Image location labeling entries
━━━━━━━━

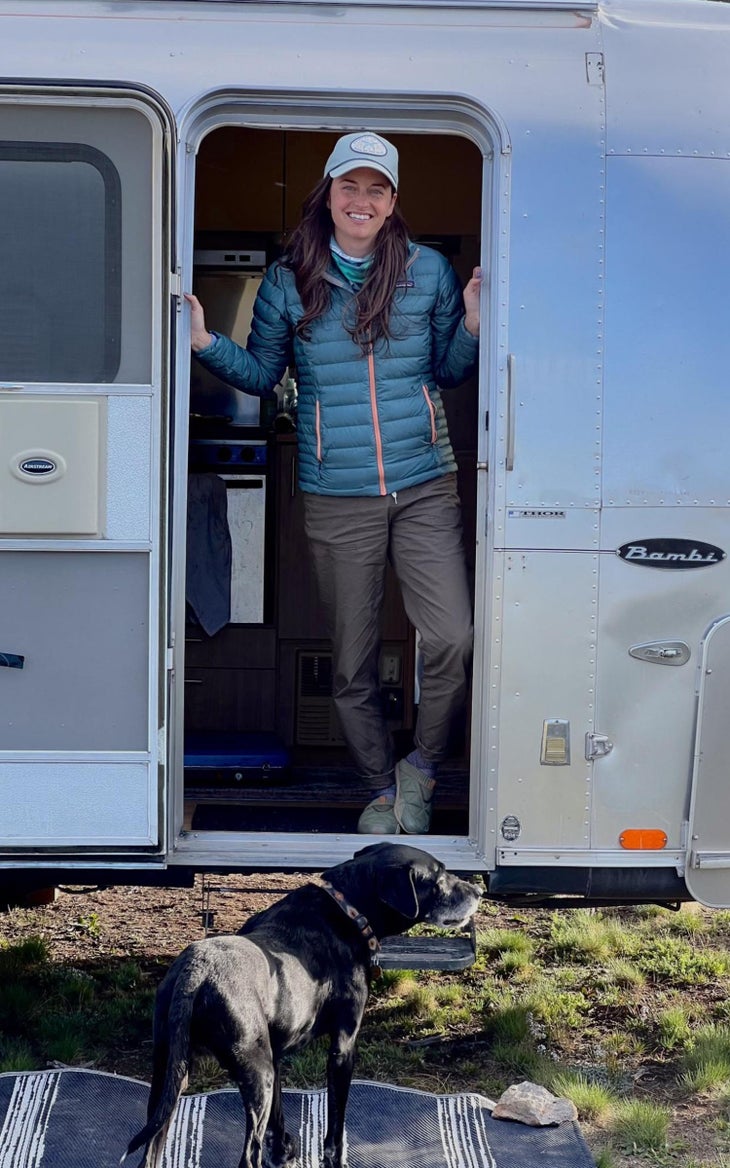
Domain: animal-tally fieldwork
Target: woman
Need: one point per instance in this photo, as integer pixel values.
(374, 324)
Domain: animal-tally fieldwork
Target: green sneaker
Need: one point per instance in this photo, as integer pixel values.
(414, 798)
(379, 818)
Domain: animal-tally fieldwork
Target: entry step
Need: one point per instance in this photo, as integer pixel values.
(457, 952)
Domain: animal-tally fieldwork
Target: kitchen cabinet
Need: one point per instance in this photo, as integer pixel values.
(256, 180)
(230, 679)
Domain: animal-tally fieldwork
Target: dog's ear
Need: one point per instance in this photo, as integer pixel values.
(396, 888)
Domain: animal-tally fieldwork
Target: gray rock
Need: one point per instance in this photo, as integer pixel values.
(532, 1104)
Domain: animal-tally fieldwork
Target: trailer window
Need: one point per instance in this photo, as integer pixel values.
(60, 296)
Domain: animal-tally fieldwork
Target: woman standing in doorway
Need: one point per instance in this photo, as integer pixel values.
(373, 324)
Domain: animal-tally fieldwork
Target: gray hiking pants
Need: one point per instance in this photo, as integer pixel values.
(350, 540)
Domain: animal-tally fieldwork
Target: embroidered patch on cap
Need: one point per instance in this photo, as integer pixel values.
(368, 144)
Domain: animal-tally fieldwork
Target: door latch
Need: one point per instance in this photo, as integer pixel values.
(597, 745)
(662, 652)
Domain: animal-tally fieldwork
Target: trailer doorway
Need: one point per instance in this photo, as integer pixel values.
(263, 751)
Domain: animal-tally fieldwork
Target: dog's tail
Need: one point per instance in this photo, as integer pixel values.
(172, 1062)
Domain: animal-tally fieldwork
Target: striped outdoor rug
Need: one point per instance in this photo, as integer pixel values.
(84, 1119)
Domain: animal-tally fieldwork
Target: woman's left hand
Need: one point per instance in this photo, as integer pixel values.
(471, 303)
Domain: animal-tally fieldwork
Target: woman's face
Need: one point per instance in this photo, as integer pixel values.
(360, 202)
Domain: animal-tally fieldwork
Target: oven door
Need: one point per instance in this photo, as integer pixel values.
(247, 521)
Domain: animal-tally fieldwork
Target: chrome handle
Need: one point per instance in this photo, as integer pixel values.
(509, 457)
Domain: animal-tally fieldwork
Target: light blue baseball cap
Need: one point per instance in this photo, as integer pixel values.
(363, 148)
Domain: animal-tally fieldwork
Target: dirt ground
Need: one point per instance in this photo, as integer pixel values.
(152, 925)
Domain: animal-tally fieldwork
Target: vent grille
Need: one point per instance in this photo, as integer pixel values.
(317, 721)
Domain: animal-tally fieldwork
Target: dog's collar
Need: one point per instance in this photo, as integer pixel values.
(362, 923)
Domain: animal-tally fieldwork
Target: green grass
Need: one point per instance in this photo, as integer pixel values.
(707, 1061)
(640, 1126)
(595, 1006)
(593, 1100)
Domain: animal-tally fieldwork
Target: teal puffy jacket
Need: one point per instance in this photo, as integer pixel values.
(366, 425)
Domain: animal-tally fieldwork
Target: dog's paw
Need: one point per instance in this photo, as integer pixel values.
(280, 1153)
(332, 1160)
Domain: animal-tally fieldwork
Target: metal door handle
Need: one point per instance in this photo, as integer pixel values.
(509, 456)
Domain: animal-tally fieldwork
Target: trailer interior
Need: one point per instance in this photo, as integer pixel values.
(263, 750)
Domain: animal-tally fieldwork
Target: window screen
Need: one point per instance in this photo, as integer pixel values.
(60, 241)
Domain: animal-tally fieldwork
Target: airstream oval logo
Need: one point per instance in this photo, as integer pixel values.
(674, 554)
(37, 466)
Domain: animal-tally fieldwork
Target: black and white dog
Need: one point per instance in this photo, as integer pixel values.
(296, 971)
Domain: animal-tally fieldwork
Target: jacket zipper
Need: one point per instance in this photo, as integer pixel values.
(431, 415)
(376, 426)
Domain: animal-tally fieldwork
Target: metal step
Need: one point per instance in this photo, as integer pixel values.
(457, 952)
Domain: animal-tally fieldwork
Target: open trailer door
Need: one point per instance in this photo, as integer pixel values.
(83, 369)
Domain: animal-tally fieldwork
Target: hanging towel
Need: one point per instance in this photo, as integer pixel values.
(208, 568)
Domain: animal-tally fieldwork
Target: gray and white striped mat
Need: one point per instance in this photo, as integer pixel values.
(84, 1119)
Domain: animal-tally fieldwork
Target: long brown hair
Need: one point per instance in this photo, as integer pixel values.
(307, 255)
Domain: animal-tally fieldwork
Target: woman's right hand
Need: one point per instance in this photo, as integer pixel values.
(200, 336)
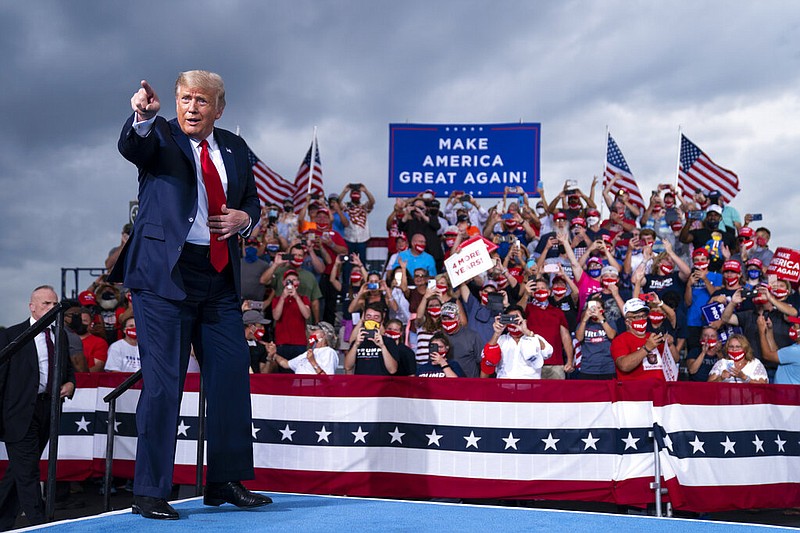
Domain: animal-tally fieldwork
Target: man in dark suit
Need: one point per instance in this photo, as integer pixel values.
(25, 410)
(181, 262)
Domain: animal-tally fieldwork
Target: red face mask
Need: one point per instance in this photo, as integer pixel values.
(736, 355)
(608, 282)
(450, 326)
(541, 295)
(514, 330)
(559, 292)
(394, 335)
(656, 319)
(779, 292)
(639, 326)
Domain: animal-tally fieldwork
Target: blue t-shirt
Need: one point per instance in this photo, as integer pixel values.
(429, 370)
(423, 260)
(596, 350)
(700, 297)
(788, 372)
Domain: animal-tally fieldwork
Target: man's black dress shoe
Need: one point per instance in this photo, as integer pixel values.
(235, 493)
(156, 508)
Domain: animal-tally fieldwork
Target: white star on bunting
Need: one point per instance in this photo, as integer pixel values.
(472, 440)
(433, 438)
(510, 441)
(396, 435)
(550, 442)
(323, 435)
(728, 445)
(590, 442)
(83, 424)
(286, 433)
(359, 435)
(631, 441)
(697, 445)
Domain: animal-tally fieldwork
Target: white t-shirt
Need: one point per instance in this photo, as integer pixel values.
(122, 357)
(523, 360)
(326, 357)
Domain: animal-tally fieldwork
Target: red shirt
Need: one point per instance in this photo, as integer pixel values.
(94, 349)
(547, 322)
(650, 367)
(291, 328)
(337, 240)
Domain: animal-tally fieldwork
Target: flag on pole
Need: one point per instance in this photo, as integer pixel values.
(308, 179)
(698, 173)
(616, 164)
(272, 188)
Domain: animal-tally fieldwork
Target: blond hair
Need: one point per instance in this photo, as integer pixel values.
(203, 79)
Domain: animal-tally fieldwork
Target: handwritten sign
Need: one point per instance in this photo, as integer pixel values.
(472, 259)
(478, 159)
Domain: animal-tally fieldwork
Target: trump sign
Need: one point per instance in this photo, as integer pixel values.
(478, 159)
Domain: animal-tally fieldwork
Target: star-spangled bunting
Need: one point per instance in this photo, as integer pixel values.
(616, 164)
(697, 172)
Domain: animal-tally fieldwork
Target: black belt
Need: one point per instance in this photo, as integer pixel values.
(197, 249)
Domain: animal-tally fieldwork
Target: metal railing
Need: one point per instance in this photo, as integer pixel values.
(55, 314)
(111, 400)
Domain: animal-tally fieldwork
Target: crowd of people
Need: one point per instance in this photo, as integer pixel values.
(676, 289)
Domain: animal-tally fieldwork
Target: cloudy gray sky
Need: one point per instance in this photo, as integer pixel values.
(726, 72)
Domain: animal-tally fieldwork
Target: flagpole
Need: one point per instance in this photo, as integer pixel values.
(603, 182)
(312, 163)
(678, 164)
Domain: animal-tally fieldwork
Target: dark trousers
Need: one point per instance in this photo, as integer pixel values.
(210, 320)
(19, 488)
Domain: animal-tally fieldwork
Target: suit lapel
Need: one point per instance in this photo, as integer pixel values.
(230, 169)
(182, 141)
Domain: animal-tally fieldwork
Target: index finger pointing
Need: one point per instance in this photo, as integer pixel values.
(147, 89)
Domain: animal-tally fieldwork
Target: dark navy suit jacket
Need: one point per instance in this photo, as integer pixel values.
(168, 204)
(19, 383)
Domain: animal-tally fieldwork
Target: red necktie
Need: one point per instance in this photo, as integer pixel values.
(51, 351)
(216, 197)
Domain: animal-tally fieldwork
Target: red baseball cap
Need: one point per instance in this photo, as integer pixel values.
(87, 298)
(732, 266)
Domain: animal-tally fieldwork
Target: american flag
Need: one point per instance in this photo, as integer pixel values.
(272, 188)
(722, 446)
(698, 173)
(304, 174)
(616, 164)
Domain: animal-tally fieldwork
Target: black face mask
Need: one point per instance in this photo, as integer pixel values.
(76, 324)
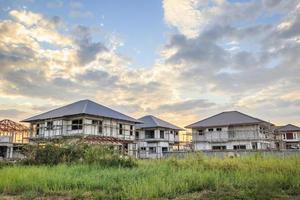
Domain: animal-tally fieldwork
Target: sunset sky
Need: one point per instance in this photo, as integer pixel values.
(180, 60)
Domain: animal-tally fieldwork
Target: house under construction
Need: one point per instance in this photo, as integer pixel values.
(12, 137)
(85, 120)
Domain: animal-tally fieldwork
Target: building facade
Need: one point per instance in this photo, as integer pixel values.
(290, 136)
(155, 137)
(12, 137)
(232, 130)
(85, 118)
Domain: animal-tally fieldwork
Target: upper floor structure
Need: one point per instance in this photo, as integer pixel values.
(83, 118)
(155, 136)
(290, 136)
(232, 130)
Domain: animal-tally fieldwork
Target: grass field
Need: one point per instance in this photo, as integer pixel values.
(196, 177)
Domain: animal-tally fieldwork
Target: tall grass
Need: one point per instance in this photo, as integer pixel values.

━━━━━━━━

Task objective
Locate each line in the rows above that contains the word "step", and copy every such line in full.

Solved problem
Target: entry step
Target: metal step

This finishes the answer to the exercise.